EXERCISES TO COMPLETE —
1. Answer these questions from the excerpt on the Davos conference, each answer marked with its letter:
(a) On what dates does the 2024 Davos conference begin and end?
(b) In what year did Klaus Schwab's organization get the name WEF?
(c) Which Indian government sent a delegation of ministers to Davos in 1991?
2. Decide whether each statement agrees with the excerpt on the Davos conference. Answer yes or no and quote the deciding words.
(a) Klaus Schwab was a 32-year-old academic when he founded the organization.
(b) The World Trade Organisation has resolved the problems of global trade.
(c) Davos was once a place where people went to recover from tuberculosis.
3. Write the next part of the excerpt on the Davos conference, starting after its final sentence.

Meanwhile, the World Bank has warned of a decade of lower global growth. How will it be averted?

International cooperation is essential to come to grips with all these problems but multilateralism is no longer working – the World Trade Organisation has proved incapable of resolving global trade’s problems; the COP 28 was let down by the rich countries’ chicanery and hypocrisy; and the World Bank and International Monetary Fund are dawdling through the processes needed to help low-income countries in sovereign indebtedness. 

WEF’s 2024 edition of the Davos conference, which kicked off from 15 January, and will run till the 19th, therefore, seeks to rebuild trust in a fractured world. Can it?

German economist Klaus Schwab had founded it in 1971. (His international not-for-profit organization was named the WEF in 1987.) His big idea wasto nudge business people to think beyond what was good just for them and their shareholders. He wanted them to think about what was good also for all those who have a stake in the destiny of a company, including employees, society, and the planet. He was at the time a 32 year old academic, with five degrees in economics and engineering on his CV, according to The Economist. Davos was where people went to recover from tuberculosis. 

Then the annual meetings became a hit. The secret of this success was that they are an informal meeting place for business heads and politicians to talk about policy. Over the years, they became the go-to place for networking among the global elite; upstarts to present their credentials and be admitted into the limelight – the P.V. Narasimha Rao government sent a delegation of ministers to Davos back in 1991, even as his newly-formed government famously managed a severe economic crisis the previous governments had left India on the brink of.

SOURCE MATERIAL —
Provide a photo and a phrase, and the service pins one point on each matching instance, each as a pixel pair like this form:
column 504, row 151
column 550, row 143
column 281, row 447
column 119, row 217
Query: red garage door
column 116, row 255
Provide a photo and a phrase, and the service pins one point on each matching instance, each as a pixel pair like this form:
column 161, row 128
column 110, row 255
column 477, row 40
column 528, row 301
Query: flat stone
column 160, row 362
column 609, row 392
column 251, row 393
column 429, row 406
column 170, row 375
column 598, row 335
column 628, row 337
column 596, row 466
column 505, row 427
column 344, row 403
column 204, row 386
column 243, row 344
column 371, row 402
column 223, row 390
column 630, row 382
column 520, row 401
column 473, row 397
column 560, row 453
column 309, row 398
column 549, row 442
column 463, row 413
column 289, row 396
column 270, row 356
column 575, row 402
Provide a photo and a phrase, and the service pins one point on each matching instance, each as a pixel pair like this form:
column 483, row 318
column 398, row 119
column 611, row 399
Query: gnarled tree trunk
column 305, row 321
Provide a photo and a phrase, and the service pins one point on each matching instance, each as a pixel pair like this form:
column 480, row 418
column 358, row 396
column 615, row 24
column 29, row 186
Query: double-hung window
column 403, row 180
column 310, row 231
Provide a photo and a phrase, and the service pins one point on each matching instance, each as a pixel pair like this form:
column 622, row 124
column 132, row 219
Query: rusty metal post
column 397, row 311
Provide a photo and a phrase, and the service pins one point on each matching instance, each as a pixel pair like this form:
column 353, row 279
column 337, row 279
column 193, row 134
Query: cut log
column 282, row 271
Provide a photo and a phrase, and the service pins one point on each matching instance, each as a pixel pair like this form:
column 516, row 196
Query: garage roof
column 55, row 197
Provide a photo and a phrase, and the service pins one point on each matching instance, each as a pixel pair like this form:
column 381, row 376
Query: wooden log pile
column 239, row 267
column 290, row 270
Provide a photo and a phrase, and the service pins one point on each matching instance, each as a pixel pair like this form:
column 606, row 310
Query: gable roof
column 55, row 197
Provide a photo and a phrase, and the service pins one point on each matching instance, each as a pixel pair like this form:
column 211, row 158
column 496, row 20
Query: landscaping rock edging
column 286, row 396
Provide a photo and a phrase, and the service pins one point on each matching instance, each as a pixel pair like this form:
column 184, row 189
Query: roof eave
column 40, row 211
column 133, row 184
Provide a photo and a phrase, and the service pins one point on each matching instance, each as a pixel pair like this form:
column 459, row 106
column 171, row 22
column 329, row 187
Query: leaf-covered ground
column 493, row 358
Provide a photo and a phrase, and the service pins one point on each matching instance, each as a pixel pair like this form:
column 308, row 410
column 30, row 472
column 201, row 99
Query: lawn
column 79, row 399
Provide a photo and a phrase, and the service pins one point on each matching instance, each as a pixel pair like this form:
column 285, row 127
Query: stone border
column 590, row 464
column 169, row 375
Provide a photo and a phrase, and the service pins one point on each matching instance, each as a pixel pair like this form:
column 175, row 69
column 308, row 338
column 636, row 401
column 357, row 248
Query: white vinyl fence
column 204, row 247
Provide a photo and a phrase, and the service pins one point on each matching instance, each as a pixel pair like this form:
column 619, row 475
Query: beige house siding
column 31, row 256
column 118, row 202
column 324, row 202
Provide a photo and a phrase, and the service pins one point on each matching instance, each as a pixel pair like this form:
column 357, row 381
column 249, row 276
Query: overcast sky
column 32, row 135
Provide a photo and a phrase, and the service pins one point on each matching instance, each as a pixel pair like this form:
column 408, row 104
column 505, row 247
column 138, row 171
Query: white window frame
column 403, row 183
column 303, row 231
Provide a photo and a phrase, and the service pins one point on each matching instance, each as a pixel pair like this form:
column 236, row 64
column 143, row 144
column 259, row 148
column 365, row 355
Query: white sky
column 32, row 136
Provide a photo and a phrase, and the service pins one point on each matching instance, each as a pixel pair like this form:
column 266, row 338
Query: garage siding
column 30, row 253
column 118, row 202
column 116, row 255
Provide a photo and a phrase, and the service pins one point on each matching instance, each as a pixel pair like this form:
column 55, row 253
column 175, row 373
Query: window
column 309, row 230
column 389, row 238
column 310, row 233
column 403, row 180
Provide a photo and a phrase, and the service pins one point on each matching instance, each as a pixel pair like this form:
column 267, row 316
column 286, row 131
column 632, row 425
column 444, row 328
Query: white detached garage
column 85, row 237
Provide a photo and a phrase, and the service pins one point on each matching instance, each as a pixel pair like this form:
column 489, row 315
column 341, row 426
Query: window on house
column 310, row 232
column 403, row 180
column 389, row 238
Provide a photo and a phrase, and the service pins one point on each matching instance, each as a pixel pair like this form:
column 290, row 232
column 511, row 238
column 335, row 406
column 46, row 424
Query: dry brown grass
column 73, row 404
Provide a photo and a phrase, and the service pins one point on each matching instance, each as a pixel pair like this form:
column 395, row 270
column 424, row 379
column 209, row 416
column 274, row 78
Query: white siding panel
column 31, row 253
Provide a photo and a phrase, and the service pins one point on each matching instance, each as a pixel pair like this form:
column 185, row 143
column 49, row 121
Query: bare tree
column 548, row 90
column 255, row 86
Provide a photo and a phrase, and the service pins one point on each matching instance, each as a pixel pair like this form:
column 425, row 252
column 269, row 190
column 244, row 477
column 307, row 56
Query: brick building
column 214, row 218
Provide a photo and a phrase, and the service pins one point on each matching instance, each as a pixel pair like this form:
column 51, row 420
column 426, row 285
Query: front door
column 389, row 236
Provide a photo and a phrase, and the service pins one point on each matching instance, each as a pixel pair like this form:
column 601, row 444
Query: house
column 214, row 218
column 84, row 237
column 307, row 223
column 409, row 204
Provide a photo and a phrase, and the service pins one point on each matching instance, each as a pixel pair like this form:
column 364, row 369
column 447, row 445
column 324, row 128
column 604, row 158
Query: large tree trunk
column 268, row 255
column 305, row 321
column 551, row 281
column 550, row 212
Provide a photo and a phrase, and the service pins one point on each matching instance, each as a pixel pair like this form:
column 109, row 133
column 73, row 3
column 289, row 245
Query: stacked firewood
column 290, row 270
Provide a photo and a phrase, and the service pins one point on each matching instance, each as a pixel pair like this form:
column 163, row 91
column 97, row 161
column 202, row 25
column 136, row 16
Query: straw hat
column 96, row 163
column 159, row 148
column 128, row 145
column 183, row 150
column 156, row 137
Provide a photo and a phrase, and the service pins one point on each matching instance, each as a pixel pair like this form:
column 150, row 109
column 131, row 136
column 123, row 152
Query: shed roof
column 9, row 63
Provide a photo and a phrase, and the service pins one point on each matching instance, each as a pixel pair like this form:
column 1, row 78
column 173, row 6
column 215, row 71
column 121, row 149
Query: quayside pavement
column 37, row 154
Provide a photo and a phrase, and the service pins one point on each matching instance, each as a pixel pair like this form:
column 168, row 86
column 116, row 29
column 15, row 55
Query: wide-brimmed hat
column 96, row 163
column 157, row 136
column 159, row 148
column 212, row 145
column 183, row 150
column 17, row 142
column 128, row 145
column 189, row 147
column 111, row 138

PER-TASK OUTPUTS —
1.
(a) It began on 15 January and runs until the 19th.
(b) 1987.
(c) The P.V. Narasimha Rao government.

2.
(a) Yes: "He was at the time a 32 year old academic"
(b) No: "the World Trade Organisation has proved incapable of resolving global trade’s problems"
(c) Yes: "Davos was where people went to recover from tuberculosis."

3.
Do the Davos discussions result in breakthroughs? Sometimes. Especially when conventional intergovernmental negotiations become messy. In the 1980s, the WEF brokered peace between Greece and Turkey, preventing war. Subsequently, Davos also brought dissenting world leaders to its platform, such as South Africa’s Nelson Mandela and F.W. de Klerk, and Yasser Arafat and Shimon Peres.

The Global Alliance for Vaccinations and Immunisation, GAVI, was launched at Davos in 2000, long before it facilitated delivery of the covid-19 vaccines produced in the developed and developing countries such as India to underdeveloped and non-producing developing countries. 

In 2013, United Nations Secretary-General Ban Ki-moon called on the WEF’s help informally to have its Davos meeting come up with global action areas for reducing emissions and improve climate resiliency through public-private cooperation. Those discussions that year at Davos lent focus to his Climate Summit in September 2014, ultimately leading to the legally binding international treaty on climate change adopted by 196 parties at the UN Climate Change Conference (COP21) in Paris in December 2015.

But the irresistible draw of the annual Davos conference is also its big weakness, as absentees can dampen its clout. It’s hardly surprising that in a year the world is in a flux, this year’s congregation will miss among others, Joe Biden, Jinping, Narendra Modi and Rishi Sunak.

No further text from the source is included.